| GIVEN INSTRUCTION A |
How would you render this sentence from the forum thread on buyer's agents in Spanish: "She was terrific in getting us information, but when we finally found the place we wanted, I think having such an agent lost it for us."
| GIVEN INSTRUCTION B |
Could you give the next part of the forum thread on buyer's agents, picking up after its final sentence?

| TEXT PROVIDED |
=-=-=-=-=
Thank you for the lengthy reply!!


----------



## o&itw (Dec 19, 2008)

goatlady said:


> You can hire a realtor to work only for you - not a seller. Find one that will do a "Buyer's Agent" agreement - that realtor will show properties you are interested in, not his/her listings. Some charge a flat fee some do not, but all still share the regular commission splits.
> 
> Being a former realtor, I'm surprised you seem to have forgotten that little bit of info.


There can be a problem with this. We had a "buyer's agent" untill recently. She was terrific in getting us information, but when we finally found the place we wanted, I think having such an agent lost it for us. The property had just come on the market, and we were there the first day it was shown. The listing agent aslo showed it to a couple of people.

We immediately made an offer (and it was substatnially higher than most offers were being made on similar properties) As it turned out, two people made offers that weekend, and the other interested people (represented by the property lister) got it for $500 more than we offered.
=-=-=-=-=
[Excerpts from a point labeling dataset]
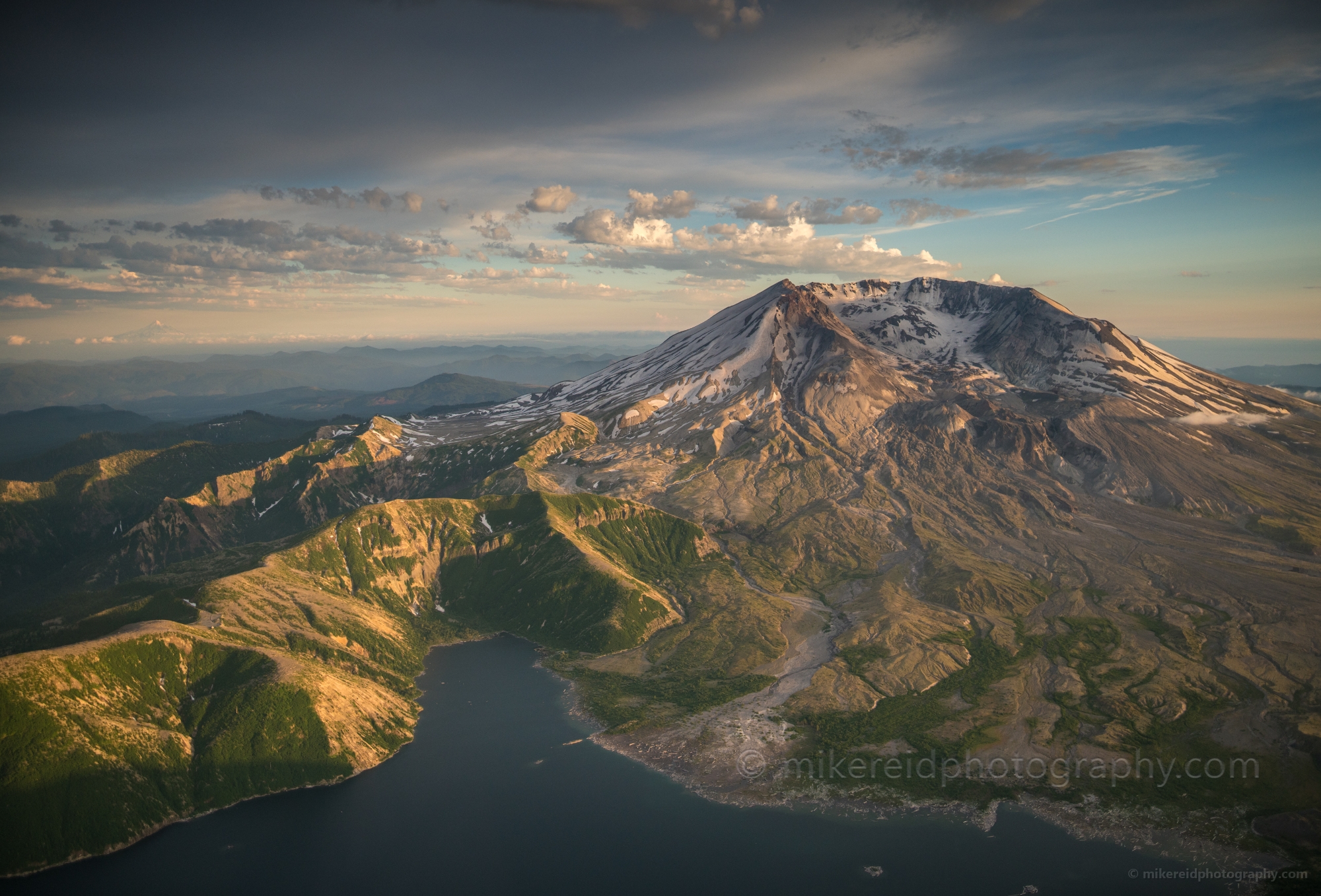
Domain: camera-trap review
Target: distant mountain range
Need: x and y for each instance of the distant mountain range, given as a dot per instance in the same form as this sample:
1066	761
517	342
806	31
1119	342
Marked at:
833	526
137	382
=-=-=-=-=
| RESULT A |
Ella fue estupenda para conseguirnos información, pero cuando por fin encontramos el lugar que queríamos, creo que tener un agente así nos hizo perderlo.

| RESULT B |
I can't be sure, but knowing the extent of our offer, I suspect that the lister likely "leaked" the amount of our offer to her buyer, as it made her a substantial amount of money not to lose half of the commission. I suspect that if the pproperty had been listed for months it wouldn't have been a problem. I don't think the listing realator actually told the other people the price we offered, more likely just said " I think you will have to offer at least XXXXXX dollars to get it.


----------



## goatlady (May 31, 2002)

and why would you think the offer amount should be a big secret? The sellers want the best price they can get and it is within THEIR purvue to tell a 2nd offer that it needs to be more offered if they want the purchase. Known as a bidding war, highest offer gets the property. Happens many times when the market is up and running.


----------



## wharton (Oct 9, 2011)

goatlady said:


> and why would you think the offer amount should be a big secret? The sellers want the best price they can get and it is within THEIR purvue to tell a 2nd offer that it needs to be more offered if they want the purchase. Known as a bidding war, highest offer gets the property. Happens many times when the market is up and running.


sounds to me like the "buyer's agent" didn't step up to the plate to engage in a bidding contest, and that in the end, the seller got screwed, as did the potential buyer who would of not let it slip away over a few hundred bucks....... nothing unusual about that screw up.


----------



## DAVID In Wisconsin (Dec 3, 2002)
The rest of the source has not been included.